BEGIN EXERCISE INPUTS

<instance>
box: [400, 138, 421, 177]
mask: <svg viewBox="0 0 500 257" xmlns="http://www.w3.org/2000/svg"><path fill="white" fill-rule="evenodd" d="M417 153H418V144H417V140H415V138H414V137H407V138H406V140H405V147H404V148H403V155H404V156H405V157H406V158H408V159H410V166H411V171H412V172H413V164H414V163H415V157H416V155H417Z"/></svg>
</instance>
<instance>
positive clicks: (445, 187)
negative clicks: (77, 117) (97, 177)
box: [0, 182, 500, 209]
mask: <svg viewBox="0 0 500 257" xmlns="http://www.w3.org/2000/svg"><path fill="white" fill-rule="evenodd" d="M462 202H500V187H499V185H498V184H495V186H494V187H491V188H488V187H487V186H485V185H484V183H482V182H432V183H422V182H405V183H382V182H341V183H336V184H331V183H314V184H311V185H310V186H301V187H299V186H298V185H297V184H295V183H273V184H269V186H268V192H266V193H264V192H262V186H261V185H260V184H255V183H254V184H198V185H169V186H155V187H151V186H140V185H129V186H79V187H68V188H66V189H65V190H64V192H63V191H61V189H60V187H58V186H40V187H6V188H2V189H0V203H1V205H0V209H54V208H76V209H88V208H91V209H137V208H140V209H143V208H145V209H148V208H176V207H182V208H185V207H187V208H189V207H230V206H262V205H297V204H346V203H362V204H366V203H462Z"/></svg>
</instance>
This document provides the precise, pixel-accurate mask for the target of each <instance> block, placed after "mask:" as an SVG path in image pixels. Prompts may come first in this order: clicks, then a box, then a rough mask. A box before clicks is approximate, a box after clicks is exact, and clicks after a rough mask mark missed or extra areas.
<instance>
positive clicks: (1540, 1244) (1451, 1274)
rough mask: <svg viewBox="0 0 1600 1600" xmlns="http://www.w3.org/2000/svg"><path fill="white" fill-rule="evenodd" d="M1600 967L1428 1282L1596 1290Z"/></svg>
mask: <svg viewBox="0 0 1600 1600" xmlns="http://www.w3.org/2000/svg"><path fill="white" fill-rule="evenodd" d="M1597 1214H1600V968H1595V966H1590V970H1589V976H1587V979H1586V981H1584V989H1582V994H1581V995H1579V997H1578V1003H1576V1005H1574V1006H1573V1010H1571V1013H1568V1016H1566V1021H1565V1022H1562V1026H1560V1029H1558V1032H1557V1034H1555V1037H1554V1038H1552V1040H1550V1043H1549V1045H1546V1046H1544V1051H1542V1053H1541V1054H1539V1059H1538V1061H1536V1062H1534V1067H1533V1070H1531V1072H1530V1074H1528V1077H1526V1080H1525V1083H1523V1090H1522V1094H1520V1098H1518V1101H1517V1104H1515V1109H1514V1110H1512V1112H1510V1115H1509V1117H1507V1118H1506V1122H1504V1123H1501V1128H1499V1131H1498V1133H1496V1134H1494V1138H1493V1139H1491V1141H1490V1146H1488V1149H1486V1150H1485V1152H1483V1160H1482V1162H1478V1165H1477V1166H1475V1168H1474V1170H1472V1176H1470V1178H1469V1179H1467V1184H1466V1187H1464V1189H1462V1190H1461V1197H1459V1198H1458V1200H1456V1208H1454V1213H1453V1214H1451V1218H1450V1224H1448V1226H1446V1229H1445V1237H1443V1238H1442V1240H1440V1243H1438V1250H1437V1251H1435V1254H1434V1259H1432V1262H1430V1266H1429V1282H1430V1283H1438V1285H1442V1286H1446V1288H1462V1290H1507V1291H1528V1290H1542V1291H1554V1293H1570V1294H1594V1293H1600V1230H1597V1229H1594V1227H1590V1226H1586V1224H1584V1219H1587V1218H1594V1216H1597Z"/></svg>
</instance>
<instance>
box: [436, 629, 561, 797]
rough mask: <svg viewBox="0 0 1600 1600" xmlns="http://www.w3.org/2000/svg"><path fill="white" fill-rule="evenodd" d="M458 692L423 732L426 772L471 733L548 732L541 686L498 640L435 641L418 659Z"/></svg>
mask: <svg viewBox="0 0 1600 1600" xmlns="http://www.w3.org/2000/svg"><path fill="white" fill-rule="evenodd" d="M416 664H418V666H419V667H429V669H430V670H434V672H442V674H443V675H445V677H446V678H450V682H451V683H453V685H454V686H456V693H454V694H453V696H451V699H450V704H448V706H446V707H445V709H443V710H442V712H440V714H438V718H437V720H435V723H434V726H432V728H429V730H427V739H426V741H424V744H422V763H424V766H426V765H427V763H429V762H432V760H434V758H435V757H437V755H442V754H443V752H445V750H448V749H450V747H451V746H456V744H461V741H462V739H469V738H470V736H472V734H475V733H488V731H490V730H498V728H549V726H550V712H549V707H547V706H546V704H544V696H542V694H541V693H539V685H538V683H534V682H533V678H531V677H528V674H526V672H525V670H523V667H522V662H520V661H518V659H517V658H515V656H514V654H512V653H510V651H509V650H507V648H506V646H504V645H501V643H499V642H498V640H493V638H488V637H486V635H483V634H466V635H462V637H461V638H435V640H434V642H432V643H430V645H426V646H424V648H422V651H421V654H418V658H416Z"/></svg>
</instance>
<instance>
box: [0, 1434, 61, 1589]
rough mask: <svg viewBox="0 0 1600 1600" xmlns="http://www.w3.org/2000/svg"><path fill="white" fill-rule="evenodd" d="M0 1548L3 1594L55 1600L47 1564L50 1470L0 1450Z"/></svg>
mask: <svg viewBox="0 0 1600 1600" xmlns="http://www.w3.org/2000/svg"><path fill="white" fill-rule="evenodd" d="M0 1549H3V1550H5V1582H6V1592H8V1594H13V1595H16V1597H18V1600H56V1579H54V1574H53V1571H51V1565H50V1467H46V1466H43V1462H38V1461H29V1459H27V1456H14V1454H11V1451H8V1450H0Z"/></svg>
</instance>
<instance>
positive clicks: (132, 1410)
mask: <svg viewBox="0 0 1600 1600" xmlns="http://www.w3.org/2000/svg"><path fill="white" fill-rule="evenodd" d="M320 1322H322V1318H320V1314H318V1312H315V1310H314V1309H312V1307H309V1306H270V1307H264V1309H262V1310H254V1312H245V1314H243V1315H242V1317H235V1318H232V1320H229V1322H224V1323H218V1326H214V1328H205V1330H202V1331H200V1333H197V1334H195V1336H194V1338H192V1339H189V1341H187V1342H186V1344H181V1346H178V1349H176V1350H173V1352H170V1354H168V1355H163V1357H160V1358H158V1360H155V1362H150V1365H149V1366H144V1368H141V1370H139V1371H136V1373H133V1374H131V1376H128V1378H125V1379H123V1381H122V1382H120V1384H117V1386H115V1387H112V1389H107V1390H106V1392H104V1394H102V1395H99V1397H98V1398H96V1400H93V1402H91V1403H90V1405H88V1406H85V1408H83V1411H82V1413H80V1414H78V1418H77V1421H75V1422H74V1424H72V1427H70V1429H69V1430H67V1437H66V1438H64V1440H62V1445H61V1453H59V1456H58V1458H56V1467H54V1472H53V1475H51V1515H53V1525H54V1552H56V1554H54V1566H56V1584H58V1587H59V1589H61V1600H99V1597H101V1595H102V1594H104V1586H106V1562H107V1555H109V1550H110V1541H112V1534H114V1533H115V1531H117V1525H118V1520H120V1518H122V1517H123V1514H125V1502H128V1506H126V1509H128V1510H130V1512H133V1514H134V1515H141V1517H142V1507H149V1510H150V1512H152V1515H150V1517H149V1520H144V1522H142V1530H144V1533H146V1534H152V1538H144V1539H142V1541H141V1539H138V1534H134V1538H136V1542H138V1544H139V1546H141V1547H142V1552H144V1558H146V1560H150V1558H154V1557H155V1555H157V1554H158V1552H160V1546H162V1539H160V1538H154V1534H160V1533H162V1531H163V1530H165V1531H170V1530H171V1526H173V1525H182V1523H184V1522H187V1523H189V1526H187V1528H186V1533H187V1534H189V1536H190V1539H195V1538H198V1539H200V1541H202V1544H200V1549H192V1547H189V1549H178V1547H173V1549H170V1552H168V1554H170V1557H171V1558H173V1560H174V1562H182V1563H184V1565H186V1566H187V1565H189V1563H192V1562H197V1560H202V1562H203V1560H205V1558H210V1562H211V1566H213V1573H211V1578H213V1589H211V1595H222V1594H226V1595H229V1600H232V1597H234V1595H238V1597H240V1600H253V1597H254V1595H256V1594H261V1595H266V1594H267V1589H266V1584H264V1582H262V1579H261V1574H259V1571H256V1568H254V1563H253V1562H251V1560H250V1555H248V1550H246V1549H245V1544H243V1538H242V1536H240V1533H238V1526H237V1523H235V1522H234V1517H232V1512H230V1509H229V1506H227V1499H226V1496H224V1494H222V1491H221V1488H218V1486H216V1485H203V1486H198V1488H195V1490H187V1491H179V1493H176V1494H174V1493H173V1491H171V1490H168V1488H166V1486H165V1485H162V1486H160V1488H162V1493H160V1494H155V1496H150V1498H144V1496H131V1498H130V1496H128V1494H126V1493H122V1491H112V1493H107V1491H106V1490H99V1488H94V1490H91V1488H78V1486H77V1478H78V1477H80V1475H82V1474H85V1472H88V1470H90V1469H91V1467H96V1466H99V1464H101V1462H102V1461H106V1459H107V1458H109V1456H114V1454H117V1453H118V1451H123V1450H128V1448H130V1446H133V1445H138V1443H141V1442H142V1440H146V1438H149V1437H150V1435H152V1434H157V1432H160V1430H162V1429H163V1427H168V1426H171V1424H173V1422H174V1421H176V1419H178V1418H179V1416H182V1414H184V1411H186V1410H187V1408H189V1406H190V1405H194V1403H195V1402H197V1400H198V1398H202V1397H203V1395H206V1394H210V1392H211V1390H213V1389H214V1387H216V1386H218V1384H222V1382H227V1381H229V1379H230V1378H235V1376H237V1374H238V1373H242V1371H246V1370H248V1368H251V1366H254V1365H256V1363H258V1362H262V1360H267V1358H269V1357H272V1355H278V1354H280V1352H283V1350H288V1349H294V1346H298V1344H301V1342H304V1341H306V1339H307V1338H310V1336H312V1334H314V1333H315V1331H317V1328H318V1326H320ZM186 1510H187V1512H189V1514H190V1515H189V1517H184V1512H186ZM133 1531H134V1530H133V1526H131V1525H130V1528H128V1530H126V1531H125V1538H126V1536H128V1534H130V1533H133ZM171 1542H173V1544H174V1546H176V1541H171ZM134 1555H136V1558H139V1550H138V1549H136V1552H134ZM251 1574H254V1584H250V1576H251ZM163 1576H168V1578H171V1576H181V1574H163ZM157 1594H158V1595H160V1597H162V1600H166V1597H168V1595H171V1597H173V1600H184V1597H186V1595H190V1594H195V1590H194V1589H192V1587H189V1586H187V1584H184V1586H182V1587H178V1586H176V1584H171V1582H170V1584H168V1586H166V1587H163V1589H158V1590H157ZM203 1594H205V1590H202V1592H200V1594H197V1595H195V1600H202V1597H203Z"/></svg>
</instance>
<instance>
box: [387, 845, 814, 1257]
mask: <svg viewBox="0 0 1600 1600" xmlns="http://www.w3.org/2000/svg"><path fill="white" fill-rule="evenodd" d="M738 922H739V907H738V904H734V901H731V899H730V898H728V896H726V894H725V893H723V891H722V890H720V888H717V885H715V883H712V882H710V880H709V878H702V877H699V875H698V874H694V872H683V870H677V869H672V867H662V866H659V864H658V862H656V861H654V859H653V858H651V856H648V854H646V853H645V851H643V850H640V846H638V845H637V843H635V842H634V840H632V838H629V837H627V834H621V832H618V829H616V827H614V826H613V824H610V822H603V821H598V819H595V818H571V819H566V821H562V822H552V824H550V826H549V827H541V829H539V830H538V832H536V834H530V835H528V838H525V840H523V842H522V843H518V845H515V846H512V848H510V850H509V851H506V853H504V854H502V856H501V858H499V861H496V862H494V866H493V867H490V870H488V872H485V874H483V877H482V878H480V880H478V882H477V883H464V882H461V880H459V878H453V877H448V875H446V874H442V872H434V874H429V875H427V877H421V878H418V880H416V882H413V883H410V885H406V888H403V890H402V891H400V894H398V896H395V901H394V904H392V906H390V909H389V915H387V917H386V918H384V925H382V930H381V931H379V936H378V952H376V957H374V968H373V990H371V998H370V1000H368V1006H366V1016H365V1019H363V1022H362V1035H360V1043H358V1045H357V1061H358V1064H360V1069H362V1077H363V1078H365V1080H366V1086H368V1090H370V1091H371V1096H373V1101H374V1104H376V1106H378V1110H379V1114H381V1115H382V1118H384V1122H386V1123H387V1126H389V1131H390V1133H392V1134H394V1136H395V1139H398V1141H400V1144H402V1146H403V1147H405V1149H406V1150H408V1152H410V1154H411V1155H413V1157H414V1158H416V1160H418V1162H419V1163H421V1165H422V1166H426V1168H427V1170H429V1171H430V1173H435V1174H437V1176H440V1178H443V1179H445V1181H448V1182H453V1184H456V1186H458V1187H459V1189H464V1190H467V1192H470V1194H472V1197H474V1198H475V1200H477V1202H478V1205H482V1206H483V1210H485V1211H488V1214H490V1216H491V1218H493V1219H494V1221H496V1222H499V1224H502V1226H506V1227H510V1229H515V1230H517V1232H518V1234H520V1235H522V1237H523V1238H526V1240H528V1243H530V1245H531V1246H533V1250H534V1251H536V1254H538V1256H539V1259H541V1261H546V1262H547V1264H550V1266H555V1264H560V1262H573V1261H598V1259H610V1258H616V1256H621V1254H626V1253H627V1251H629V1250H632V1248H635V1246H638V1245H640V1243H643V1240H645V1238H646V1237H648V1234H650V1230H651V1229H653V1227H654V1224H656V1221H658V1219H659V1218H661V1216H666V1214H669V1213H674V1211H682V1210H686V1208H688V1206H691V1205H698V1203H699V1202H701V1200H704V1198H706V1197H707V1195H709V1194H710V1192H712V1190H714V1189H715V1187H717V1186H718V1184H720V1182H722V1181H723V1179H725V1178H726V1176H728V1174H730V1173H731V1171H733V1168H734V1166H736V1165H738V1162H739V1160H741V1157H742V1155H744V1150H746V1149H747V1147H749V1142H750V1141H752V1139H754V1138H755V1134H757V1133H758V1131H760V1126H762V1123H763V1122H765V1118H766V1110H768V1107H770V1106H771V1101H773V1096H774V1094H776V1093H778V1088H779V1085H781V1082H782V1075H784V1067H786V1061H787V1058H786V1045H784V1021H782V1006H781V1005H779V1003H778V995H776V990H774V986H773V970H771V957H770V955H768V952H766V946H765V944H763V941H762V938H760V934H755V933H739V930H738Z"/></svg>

END EXERCISE INPUTS

_INSTRUCTION:_
Can you retype the lines that run from the start of the saved data entries through the line containing "box: [0, 182, 500, 209]", with both ends included?

_RESULT FOR THIS EXERCISE:_
<instance>
box: [400, 138, 421, 177]
mask: <svg viewBox="0 0 500 257" xmlns="http://www.w3.org/2000/svg"><path fill="white" fill-rule="evenodd" d="M417 153H418V144H417V140H415V138H414V137H407V138H406V140H405V147H404V148H403V155H404V156H405V157H406V158H408V159H410V166H411V171H412V172H413V164H414V163H415V157H416V155H417Z"/></svg>
</instance>
<instance>
positive clicks: (445, 187)
negative clicks: (77, 117) (97, 177)
box: [0, 182, 500, 209]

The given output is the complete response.